---------- Texto citado

Direito

Pode isso Arnaldo?



Não é raro ver em lojas, shoppings, e em estabelecimentos de estacionamento, uma sinalização indicando a cláusula de irresponsabilidade/não indenizar: “não nos responsabilizamos”. No artigo desta semana analisaremos a extensão de tal indicação, e como deve se portar o consumidor e o empresário diante disso.

O Superior Tribunal de Justiça (STJ) já tratou amplamente do tema, tendo inclusive, sumulado a matéria, vejamos.

Súmula 130: A empresa responde, perante o cliente, pela reparação de dano ou furto de veículo ocorridos em seu estacionamento.

--------------------

→ Tarefas e exercícios:
1) Diga se cada afirmação concorda com o texto sobre a cláusula de não indenizar, citando as palavras do texto que decidem a resposta. (a) O texto diz que é raro encontrar a sinalização "não nos responsabilizamos" em lojas e estacionamentos. (b) O STJ já sumulou a matéria. (c) A Súmula 130 isenta a empresa de responder por furto de veículo ocorrido em seu estacionamento.
2) Escreva a continuação do texto sobre a cláusula de não indenizar, começando logo depois da Súmula 130.

---------- Dados

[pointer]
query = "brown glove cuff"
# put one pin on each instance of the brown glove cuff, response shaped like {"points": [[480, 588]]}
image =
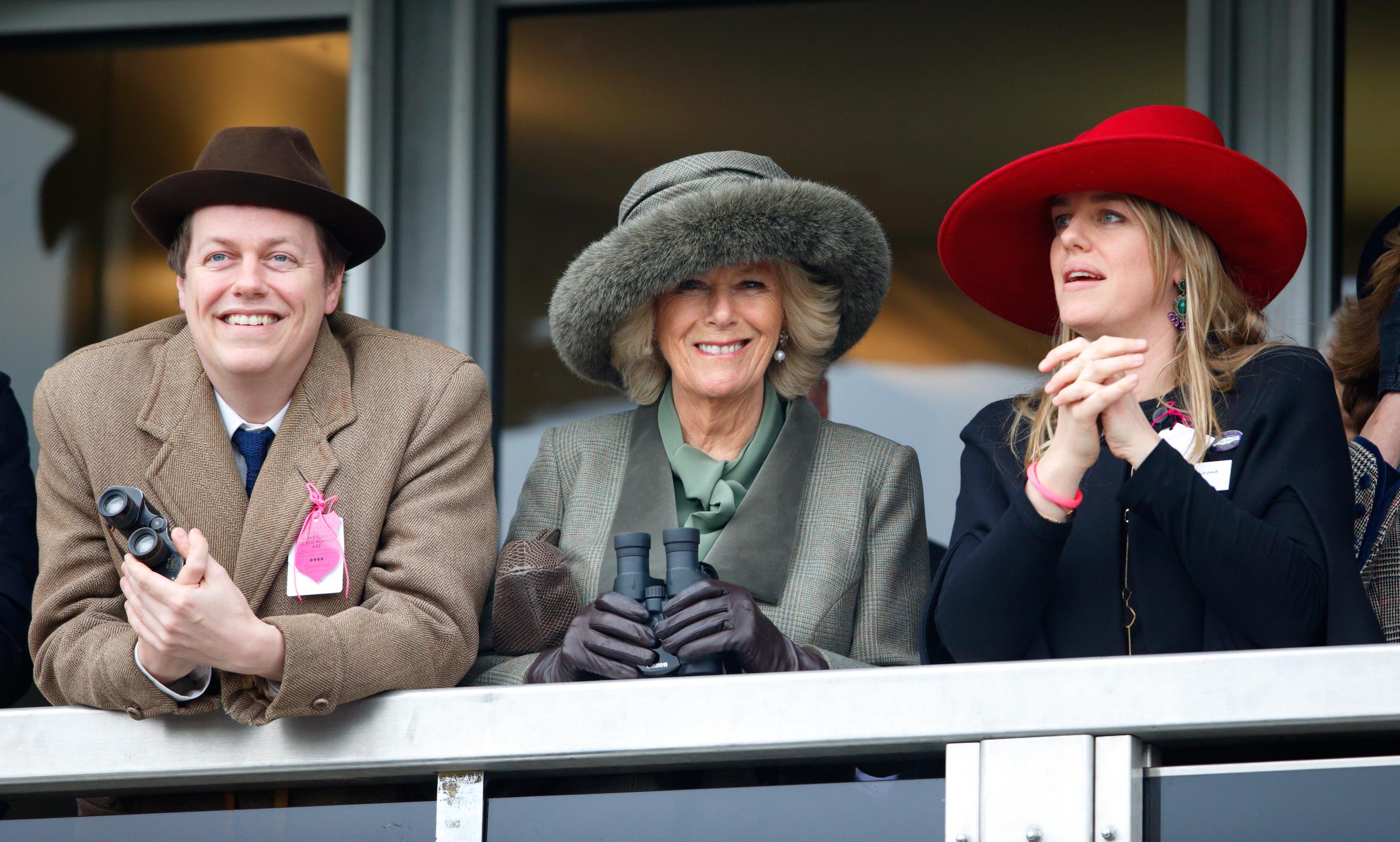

--------------------

→ Respostas:
1)
(a) Não: "Não é raro ver em lojas, shoppings, e em estabelecimentos de estacionamento, uma sinalização indicando a cláusula de irresponsabilidade/não indenizar".
(b) Sim: "tendo inclusive, sumulado a matéria".
(c) Não: "A empresa responde, perante o cliente, pela reparação de dano ou furto de veículo ocorridos em seu estacionamento."

2)
Há quem diga que a súmula não foi clara, visto que não descreve especificamente sobre bens ou objetos deixados no interior do veículo, porém, analisando os precedentes que levaram à redação do entendimento, verifica-se que em muitos dos casos, tratava-se de dano a bens guardados no interior do automóvel. Assim, o entendimento do Superior Tribunal de Justiça, em termos gerais, é de responsabilidade objetiva do estabelecimento comercial que se propõe a guardar o automóvel do consumidor.

Sobre o assunto de furtos no interior de lojas ou semelhantes, já tratamos aqui. Contudo, quando a atividade comercial do empresário é unicamente a exploração de estacionamentos, deve ser responsabilizado pelo automóvel e os bens que o compõe? Em termos gerais, sim. Porém, existem pormenores que fazem toda a diferença.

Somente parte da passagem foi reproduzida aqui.